▶ _Saved entries_:

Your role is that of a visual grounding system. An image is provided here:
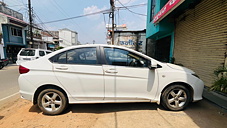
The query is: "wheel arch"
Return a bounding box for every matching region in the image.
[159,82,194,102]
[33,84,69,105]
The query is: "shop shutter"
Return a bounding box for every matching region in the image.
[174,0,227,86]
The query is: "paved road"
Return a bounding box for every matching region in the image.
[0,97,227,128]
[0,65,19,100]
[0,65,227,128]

--

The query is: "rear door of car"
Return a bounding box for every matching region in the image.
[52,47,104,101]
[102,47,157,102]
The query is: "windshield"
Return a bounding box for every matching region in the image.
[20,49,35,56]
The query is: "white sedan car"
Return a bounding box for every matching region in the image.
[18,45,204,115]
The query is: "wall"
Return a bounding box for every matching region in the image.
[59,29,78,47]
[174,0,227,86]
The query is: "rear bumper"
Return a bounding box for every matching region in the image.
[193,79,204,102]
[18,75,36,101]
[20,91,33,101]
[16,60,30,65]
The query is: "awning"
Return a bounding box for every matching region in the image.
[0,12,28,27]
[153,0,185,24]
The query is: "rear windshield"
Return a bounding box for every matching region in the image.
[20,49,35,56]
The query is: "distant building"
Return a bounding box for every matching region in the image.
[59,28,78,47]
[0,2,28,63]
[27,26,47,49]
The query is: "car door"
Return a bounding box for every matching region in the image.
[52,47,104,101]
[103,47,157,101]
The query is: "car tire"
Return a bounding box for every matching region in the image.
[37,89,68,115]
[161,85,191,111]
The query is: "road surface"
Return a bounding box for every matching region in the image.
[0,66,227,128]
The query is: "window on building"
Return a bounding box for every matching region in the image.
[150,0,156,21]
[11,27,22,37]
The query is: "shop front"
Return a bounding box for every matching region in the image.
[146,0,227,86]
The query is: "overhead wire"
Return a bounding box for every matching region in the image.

* * *

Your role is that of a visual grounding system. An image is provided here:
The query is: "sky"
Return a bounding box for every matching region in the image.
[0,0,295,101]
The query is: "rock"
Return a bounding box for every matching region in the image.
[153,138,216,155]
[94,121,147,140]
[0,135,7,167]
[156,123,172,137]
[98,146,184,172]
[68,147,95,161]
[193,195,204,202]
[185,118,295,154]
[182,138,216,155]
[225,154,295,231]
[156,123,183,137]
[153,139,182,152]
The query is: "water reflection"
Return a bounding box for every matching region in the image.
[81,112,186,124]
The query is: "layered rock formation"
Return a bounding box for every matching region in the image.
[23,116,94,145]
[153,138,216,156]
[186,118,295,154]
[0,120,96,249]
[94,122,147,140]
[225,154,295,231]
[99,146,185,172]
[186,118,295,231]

▶ _PROBLEM STATEMENT_:
From the data above, pull out each line that contains the word "windshield", and copy those lines as they appear.

▶ _SOLUTION FOR THIS EXERCISE_:
The query is: "windshield"
The query is: "rear windshield"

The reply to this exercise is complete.